[TEXT UNDER STUDY Boundary: Start]
- Anthropic has made Claude Code easier for anyone to use, regardless of technical training
- Users can access Claude Code on a web browser or phone and assign multiple coding tasks, steering them in real time
- The tool’s new accessibility opens up advanced coding capabilities to non-developers and solo creators
Anthropic is making its Claude Code programming tool available and usable to just about anyone with a web browser or smartphone.
No longer limited to terminals and local environments, you can now delegate multiple coding tasks to Claude Code right from your claude.ai browser tab.
Being usable on mobile devices enhances that sense of flexibility. You can use Anthropic’s iOS app to get to Claude Code and have a new piece of software outlined in very little time, though not without its share of bugs and flawed mechanics.
It’s a remarkable shift for a tool like Claude Code, which Anthropic boasts it used internally to write 90% of its own code. The company claims it has contributed to a jump in output of 67% per engineer, even as the engineering team doubled in size.
That’s partly because Claude Code is so proactive when receiving instructions. Users can submit new requests while previous ones are running, and tweak them before they are done if it looks like Claude hasn’t quite understood what it’s been asked to do.
In one sense, this is the latest chapter in AI’s ongoing effort to dissolve barriers between expert tools and casual users.
In another, Claude Code on the web allows users to get the programming software to mimic how humans work in the disjointed fits and starts that jump around to different contexts. You just assign the work, Claude handles the execution, and you review the results on your schedule.
Claude Code’s expansion is a sort of culmination of recent efforts by Anthropic to push a new line of AI models out. Claude Sonnet 4.5 and Claude Haiku 4.5 recently debuted, with agent-based coding a key element of how Anthropic pitches them. The appearance of Claude Code on the web continues Anthropic’s push to reshape who gets to benefit from this kind of AI model.
Code for all
That shift in role might feel jarring to some developers who pride themselves on hands-on control.
But it’s arguably just another level of automating some aspect of programming, going back to physically moving relays in building-sized computers, down to the much more rapid development of high-level languages, then frameworks, then low-code platforms, and, for the average person, the development of the content management systems in use today.
[TEXT UNDER STUDY Boundary: End]
[EXTRACTED ENTRIES Boundary: Start]
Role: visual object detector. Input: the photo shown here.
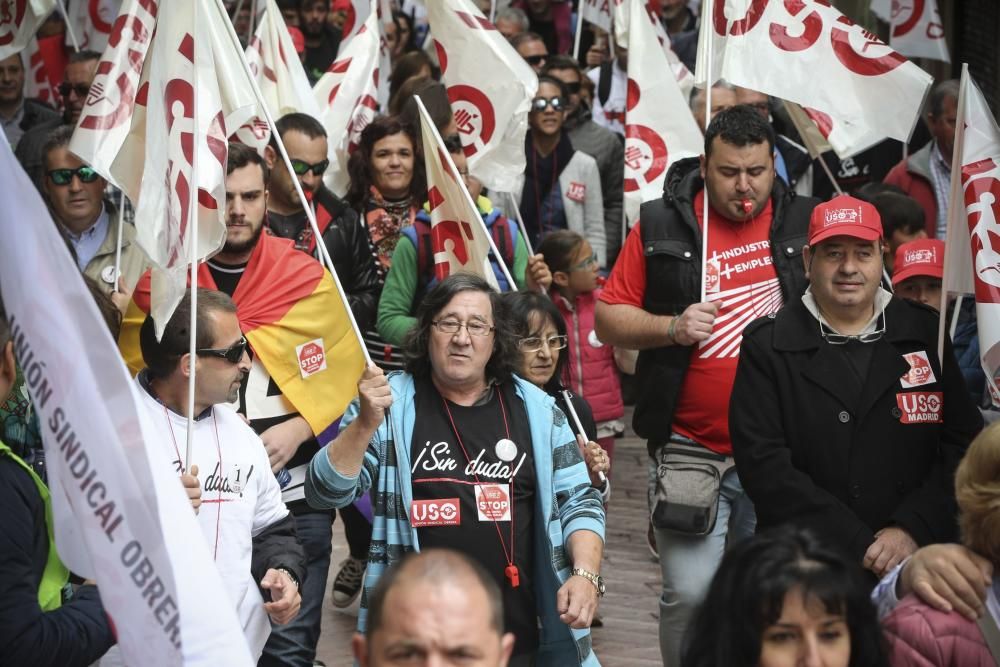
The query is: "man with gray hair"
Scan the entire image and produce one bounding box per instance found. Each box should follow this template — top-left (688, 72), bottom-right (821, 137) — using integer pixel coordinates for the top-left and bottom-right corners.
top-left (351, 549), bottom-right (514, 667)
top-left (884, 79), bottom-right (959, 240)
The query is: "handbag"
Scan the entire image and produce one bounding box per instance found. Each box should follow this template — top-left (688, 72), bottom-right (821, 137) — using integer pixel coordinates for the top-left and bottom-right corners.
top-left (650, 440), bottom-right (734, 535)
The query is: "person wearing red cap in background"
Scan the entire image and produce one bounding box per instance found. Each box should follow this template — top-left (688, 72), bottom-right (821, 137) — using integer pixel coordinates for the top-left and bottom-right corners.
top-left (892, 239), bottom-right (944, 311)
top-left (729, 196), bottom-right (983, 584)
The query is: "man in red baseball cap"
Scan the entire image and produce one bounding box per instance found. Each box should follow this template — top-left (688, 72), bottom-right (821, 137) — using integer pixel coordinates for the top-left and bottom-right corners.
top-left (892, 239), bottom-right (944, 310)
top-left (729, 196), bottom-right (983, 583)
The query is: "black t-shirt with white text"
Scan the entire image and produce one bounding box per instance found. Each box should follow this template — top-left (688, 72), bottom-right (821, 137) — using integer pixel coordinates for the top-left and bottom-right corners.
top-left (410, 380), bottom-right (539, 654)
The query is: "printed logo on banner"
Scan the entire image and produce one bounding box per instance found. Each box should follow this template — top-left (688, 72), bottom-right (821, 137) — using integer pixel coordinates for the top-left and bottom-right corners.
top-left (410, 498), bottom-right (462, 528)
top-left (295, 338), bottom-right (326, 379)
top-left (896, 391), bottom-right (944, 424)
top-left (899, 351), bottom-right (937, 389)
top-left (476, 484), bottom-right (510, 521)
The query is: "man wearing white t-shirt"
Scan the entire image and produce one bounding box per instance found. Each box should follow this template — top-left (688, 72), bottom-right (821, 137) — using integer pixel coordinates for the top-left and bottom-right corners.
top-left (136, 289), bottom-right (305, 656)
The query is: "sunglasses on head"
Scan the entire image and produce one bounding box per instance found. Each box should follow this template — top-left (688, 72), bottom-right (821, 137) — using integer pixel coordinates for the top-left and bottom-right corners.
top-left (291, 160), bottom-right (330, 176)
top-left (59, 81), bottom-right (90, 98)
top-left (48, 165), bottom-right (101, 185)
top-left (195, 337), bottom-right (247, 364)
top-left (531, 95), bottom-right (563, 111)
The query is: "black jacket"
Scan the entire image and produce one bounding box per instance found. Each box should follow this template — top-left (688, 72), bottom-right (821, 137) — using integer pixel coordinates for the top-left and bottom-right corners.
top-left (268, 187), bottom-right (382, 331)
top-left (632, 158), bottom-right (819, 455)
top-left (0, 455), bottom-right (115, 667)
top-left (729, 298), bottom-right (983, 561)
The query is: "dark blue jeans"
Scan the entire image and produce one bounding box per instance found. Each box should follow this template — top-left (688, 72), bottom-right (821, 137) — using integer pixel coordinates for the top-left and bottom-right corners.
top-left (257, 512), bottom-right (335, 667)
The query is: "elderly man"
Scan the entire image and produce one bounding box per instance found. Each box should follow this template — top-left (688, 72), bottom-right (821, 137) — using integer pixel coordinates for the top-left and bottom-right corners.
top-left (596, 106), bottom-right (816, 665)
top-left (135, 289), bottom-right (306, 656)
top-left (306, 274), bottom-right (604, 665)
top-left (352, 549), bottom-right (514, 667)
top-left (42, 125), bottom-right (149, 294)
top-left (729, 196), bottom-right (983, 577)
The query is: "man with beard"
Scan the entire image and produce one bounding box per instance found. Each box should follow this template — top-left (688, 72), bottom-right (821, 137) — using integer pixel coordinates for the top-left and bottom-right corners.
top-left (298, 0), bottom-right (340, 84)
top-left (264, 113), bottom-right (380, 330)
top-left (14, 51), bottom-right (101, 192)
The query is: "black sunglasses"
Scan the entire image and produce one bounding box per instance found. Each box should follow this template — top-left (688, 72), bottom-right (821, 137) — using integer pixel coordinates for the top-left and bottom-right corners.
top-left (531, 95), bottom-right (563, 111)
top-left (291, 160), bottom-right (330, 176)
top-left (48, 165), bottom-right (101, 185)
top-left (59, 81), bottom-right (90, 98)
top-left (195, 337), bottom-right (247, 364)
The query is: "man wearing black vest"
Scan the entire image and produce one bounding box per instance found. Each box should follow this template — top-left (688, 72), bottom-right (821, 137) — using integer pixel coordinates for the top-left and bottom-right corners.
top-left (596, 106), bottom-right (818, 665)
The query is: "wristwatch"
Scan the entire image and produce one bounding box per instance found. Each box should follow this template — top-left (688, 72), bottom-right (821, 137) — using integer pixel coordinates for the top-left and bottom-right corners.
top-left (570, 567), bottom-right (605, 597)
[EXTRACTED ENTRIES Boundary: End]
(WHAT YOU NEED TO DO):
1. From the Claude Code article, copy the passage from "No longer limited" up to and including "doubled in size.".
2. According to the Claude Code article, what is part of the reason Claude Code contributed to a jump in output per engineer? Answer in one to three sentences.
Base your work on the Claude Code article alone.

(SOLUTIONS BELOW):
1.
No longer limited to terminals and local environments, you can now delegate multiple coding tasks to Claude Code right from your claude.ai browser tab.
Being usable on mobile devices enhances that sense of flexibility. You can use Anthropic’s iOS app to get to Claude Code and have a new piece of software outlined in very little time, though not without its share of bugs and flawed mechanics.
It’s a remarkable shift for a tool like Claude Code, which Anthropic boasts it used internally to write 90% of its own code. The company claims it has contributed to a jump in output of 67% per engineer, even as the engineering team doubled in size.

2. Claude Code is very proactive when it receives instructions. Users can submit new requests while earlier ones are still running. They can also adjust those requests before they finish if Claude seems to have misunderstood the task.